- [Action item]: Output every entry verbatim.

Extracted records
"""

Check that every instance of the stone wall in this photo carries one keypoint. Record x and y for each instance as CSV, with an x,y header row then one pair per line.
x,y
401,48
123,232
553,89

"""

- [Your response]:
Check that every instance of the stone wall in this photo carries one keypoint. Record x and y for each instance as CSV, with an x,y header row then one pair per line.
x,y
401,48
123,232
553,89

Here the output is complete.